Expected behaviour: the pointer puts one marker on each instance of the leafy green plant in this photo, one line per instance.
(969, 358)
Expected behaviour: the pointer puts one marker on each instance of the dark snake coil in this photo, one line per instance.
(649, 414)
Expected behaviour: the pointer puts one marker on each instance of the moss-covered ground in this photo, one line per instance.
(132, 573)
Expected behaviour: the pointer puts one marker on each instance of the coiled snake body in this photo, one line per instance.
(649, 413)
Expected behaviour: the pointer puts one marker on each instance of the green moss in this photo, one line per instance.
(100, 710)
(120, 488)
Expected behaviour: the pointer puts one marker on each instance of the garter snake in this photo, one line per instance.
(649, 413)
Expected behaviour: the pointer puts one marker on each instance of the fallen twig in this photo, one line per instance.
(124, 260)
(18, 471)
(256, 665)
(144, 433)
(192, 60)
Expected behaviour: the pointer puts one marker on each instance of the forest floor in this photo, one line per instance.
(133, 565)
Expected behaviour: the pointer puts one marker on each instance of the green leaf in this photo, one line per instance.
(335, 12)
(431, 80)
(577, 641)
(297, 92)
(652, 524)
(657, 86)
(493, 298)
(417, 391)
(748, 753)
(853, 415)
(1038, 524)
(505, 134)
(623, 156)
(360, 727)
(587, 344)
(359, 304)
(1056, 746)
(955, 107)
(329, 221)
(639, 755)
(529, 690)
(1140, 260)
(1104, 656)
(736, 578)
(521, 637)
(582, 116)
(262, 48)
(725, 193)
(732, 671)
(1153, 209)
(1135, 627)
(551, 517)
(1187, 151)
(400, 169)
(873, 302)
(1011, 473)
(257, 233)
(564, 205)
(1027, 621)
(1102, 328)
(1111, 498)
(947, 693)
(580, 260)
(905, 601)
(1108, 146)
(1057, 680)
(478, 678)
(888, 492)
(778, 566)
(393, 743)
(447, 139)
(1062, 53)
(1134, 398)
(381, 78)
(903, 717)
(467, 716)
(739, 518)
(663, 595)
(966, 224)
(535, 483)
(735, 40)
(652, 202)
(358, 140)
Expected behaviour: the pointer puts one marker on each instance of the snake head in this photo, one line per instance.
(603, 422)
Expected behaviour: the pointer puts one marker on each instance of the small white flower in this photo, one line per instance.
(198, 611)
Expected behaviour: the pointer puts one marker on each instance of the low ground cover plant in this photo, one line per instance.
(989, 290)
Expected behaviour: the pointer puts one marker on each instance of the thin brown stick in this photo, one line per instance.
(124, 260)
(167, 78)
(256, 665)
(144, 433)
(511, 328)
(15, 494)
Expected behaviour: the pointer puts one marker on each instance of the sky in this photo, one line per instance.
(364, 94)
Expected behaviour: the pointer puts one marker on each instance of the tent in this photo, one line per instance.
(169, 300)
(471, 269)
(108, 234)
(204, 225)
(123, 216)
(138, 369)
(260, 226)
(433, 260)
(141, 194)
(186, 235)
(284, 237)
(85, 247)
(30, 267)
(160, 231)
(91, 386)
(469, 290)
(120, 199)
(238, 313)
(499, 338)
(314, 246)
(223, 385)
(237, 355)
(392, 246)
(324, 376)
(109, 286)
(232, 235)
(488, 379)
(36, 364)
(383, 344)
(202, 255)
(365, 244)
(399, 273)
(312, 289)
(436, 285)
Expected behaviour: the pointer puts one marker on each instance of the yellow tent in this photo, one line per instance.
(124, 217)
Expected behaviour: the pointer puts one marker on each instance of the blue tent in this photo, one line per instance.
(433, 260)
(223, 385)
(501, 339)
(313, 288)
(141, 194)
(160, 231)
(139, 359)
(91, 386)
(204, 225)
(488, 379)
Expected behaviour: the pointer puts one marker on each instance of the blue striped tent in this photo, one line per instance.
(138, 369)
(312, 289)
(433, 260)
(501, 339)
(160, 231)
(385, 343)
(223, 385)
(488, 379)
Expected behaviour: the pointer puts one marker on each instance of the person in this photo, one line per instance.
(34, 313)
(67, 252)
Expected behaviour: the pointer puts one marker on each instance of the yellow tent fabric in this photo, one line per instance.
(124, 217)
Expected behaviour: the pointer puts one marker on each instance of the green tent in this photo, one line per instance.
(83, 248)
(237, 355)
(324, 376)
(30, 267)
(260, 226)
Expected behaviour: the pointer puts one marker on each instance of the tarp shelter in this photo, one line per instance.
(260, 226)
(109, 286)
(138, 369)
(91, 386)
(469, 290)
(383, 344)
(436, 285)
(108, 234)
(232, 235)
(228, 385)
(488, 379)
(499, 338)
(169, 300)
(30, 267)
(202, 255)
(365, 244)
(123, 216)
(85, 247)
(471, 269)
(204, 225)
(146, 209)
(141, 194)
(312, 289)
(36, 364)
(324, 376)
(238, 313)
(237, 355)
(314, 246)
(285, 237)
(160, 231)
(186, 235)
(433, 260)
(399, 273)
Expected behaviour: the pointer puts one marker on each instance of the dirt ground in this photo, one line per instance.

THE PROBLEM —
Repeat all the material, keeping each line identical.

YOUR SOLUTION —
Expected behaviour: the pointer puts one marker on each instance of the leafy green plant in this photo, one line per instance.
(969, 358)
Expected behaviour: the pointer puts one marker on each instance of the dark snake coil in this photo, one line per instance.
(649, 414)
Expected behaviour: the pointer puts one marker on each instance of the moss-covered ground in this photo, one line per instance.
(132, 573)
Expected behaviour: the pointer puts one marker on each instance of the coiled snake body in this photo, one line per instance.
(649, 413)
Expected behaviour: the pointer puts one marker on each instance of the green moss in this photo, one line per instance.
(100, 710)
(120, 488)
Expected behaviour: the pointer puts one marker on each instance of the garter snake in this photo, one line per instance.
(649, 413)
Expected behaviour: the pointer puts one marker on each instance of the fallen twig in this photo, one line per instance.
(124, 260)
(18, 471)
(256, 665)
(144, 433)
(192, 60)
Expected behaviour: the pointer puts one marker on each instance of the forest floor in this photo, one line per instance.
(133, 565)
Expected behaviour: the pointer puts one marker on each instance of the green leaf in this photo, one line per instance.
(335, 12)
(431, 80)
(577, 641)
(297, 92)
(652, 524)
(657, 86)
(493, 298)
(417, 391)
(748, 753)
(853, 415)
(1038, 524)
(505, 134)
(623, 156)
(360, 727)
(587, 344)
(359, 304)
(1056, 746)
(955, 107)
(329, 221)
(639, 755)
(529, 690)
(1140, 260)
(1104, 656)
(736, 578)
(521, 637)
(582, 116)
(262, 48)
(725, 193)
(732, 671)
(1153, 209)
(1135, 627)
(551, 517)
(1187, 151)
(400, 169)
(873, 302)
(1011, 473)
(257, 233)
(564, 205)
(1027, 621)
(1102, 328)
(1111, 498)
(947, 693)
(580, 260)
(905, 601)
(1108, 146)
(1057, 680)
(478, 678)
(888, 492)
(778, 566)
(393, 743)
(447, 139)
(1062, 53)
(1134, 398)
(381, 78)
(903, 717)
(467, 716)
(739, 518)
(663, 595)
(966, 224)
(535, 483)
(735, 40)
(652, 202)
(358, 140)
Expected behaviour: the pointer puts one marker on each instance of the snake head in this photo, one line per instance.
(603, 422)
Expected behaviour: the pointer puts one marker on each instance of the small white flower in this photo, one line per instance.
(198, 611)
Expected behaviour: the pointer puts one marker on each instance of the low ground cover plant in this photo, one line per instance.
(989, 290)
Expected behaviour: the pointer puts one marker on each instance of the thin brown stick in this photo, one line per instance.
(124, 260)
(167, 78)
(256, 665)
(144, 433)
(511, 328)
(15, 494)
Expected behaviour: the pointer puts one marker on each instance of the sky in this photo, one line per instance.
(364, 94)
Expected behaviour: the pointer puts one marker on each instance of the tent in this photo, one line per instance.
(169, 300)
(471, 269)
(108, 234)
(204, 225)
(123, 216)
(138, 369)
(260, 226)
(433, 260)
(141, 194)
(186, 235)
(284, 237)
(85, 247)
(30, 267)
(160, 231)
(91, 386)
(469, 290)
(120, 199)
(238, 313)
(499, 338)
(314, 246)
(223, 385)
(237, 355)
(392, 246)
(324, 376)
(109, 286)
(232, 235)
(488, 379)
(36, 364)
(383, 344)
(202, 255)
(365, 244)
(399, 273)
(312, 289)
(436, 285)
Expected behaviour: the pointer puts one marker on each instance of the yellow tent in this photo, one line per instance.
(124, 217)
Expected behaviour: the pointer puts one marker on each instance of the blue tent in this photo, one line per instance.
(433, 260)
(223, 385)
(501, 339)
(313, 288)
(141, 194)
(160, 231)
(139, 359)
(91, 386)
(204, 225)
(488, 379)
Expected behaviour: the pointer puts one marker on each instance of the blue striped tent in this photo, one line per instance.
(138, 369)
(312, 289)
(433, 260)
(501, 339)
(160, 231)
(385, 343)
(223, 385)
(488, 379)
Expected behaviour: the pointer puts one marker on each instance of the person in this photo, one line per instance.
(34, 313)
(67, 252)
Expected behaviour: the pointer puts one marker on each instance of the yellow tent fabric in this photo, one line per instance.
(124, 217)
Expected behaviour: the pointer puts one marker on each instance of the green tent in this photo, one line per instance.
(83, 248)
(237, 355)
(324, 376)
(30, 267)
(260, 226)
Expected behaviour: the pointer puts one marker on each instance of the tarp shelter in this photo, one line per instance.
(260, 226)
(109, 286)
(138, 369)
(91, 386)
(469, 290)
(383, 344)
(436, 285)
(108, 234)
(232, 235)
(228, 385)
(488, 379)
(499, 338)
(169, 300)
(30, 267)
(202, 255)
(365, 244)
(123, 216)
(85, 247)
(471, 269)
(204, 225)
(146, 209)
(141, 194)
(312, 289)
(36, 364)
(324, 376)
(238, 313)
(237, 355)
(314, 246)
(285, 237)
(160, 231)
(186, 235)
(433, 260)
(399, 273)
Expected behaviour: the pointer puts one marker on each instance of the dirt ground in this photo, one line per instance.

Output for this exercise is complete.